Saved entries
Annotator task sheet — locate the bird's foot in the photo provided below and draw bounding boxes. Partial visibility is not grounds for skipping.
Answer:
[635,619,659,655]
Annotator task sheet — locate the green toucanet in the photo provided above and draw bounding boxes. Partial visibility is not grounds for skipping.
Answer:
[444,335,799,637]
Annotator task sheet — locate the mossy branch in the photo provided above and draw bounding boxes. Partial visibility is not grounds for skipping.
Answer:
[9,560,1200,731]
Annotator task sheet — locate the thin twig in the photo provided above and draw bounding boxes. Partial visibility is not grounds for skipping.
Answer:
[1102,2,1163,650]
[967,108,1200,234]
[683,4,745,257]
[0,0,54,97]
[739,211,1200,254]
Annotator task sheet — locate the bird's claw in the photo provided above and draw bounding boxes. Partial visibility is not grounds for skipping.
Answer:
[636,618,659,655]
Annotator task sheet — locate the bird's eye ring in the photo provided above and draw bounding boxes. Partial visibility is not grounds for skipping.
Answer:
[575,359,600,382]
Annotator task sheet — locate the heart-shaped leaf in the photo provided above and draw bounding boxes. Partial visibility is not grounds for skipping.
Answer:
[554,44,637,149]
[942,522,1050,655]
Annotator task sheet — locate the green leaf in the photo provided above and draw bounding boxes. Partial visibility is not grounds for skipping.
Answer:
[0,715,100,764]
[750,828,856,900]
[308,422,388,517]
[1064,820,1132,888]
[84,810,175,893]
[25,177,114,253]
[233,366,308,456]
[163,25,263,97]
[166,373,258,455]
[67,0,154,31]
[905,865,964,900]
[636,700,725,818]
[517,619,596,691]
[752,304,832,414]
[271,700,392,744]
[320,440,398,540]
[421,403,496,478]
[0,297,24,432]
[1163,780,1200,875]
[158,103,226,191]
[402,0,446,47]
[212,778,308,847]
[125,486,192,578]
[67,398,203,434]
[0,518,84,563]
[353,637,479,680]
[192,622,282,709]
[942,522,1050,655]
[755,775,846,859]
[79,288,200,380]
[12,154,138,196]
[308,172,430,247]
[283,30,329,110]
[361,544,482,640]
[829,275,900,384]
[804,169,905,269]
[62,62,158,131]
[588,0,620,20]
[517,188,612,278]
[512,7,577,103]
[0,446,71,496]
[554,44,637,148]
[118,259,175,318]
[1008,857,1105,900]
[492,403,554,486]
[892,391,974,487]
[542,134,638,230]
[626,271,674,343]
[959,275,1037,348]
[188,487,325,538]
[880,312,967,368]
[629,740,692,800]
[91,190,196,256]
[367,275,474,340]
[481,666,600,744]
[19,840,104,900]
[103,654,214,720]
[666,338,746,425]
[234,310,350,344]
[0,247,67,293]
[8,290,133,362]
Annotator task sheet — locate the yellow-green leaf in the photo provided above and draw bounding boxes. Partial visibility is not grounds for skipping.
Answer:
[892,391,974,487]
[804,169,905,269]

_TASK BRIEF:_
Repeat each of the records above word for word.

_SOLUTION FOR THIS EXERCISE:_
Annotator task sheet — locate the bird's foot in the photo provided below and draw bounding boxes. Partial visibility is not grounds for skipping.
Answer:
[635,619,659,655]
Annotator task sheet — locate the green toucanet in the photo provided above and draw bounding boxes. Partial visibility is not grounds for skipping.
Answer:
[444,335,799,637]
Annotator task sheet — locate the mossy branch in the photo provided above and draw bounding boxes. Partial visibility is not grounds for skipping.
Answer:
[9,560,1200,731]
Annotator task sheet — locate the thin twig in the photo provided above and draw bounding boxes. Partial visibility is not grounds for skipping.
Answer:
[1102,2,1163,650]
[967,108,1200,234]
[683,4,745,257]
[0,0,54,97]
[739,211,1200,254]
Annotator task sheet — locate the bird's claw in the photo provided above and draw bounding boxes. Partial visibility is not grounds for skipping.
Answer:
[636,618,659,655]
Annotator task sheet — locate the bird's eye ring in the photo provided above and draw bounding boxes. Partial visibility is not grounds for skipping.
Answer:
[575,359,600,382]
Annotator task sheet — locate the heart-shaped leaf in the photo provided above and draw bounding boxes. Partial visibility is not grounds for skipping.
Answer:
[554,44,637,149]
[942,522,1050,655]
Annotator task sheet — locate the green leaf in the photo provided above and draw bounding boxes. Partial visibility is not grounds for skipping.
Answer:
[0,715,100,764]
[750,828,856,900]
[308,422,388,517]
[1064,820,1132,888]
[84,810,175,893]
[25,177,114,253]
[233,366,308,456]
[163,25,263,97]
[166,373,258,455]
[67,0,154,31]
[905,865,964,900]
[636,700,725,818]
[517,619,596,691]
[752,304,832,414]
[271,700,392,744]
[320,440,398,540]
[421,403,496,478]
[0,297,24,432]
[1163,780,1200,875]
[158,103,226,191]
[402,0,446,47]
[212,778,308,847]
[125,486,192,578]
[67,398,203,434]
[0,518,84,563]
[353,637,479,680]
[192,622,282,709]
[942,522,1050,655]
[755,775,846,859]
[79,288,200,380]
[12,154,138,196]
[308,172,430,247]
[283,30,329,110]
[361,544,482,640]
[829,275,900,384]
[804,169,905,269]
[62,62,158,131]
[588,0,620,20]
[517,188,612,278]
[512,7,577,103]
[0,446,71,496]
[554,44,637,148]
[118,259,175,318]
[1008,857,1105,900]
[492,403,554,486]
[892,391,974,487]
[542,134,638,230]
[626,271,674,343]
[959,275,1037,348]
[188,487,325,538]
[880,312,967,368]
[629,740,692,800]
[91,190,196,256]
[367,275,474,340]
[481,666,600,744]
[19,840,104,900]
[103,654,214,720]
[666,338,746,425]
[234,310,350,344]
[0,247,67,293]
[8,290,133,362]
Annotator task sheet — locate the yellow-green leaf in the photo provided above and draw bounding boxes. Partial visibility is not grounds for skipping.
Answer:
[892,391,974,487]
[804,169,905,269]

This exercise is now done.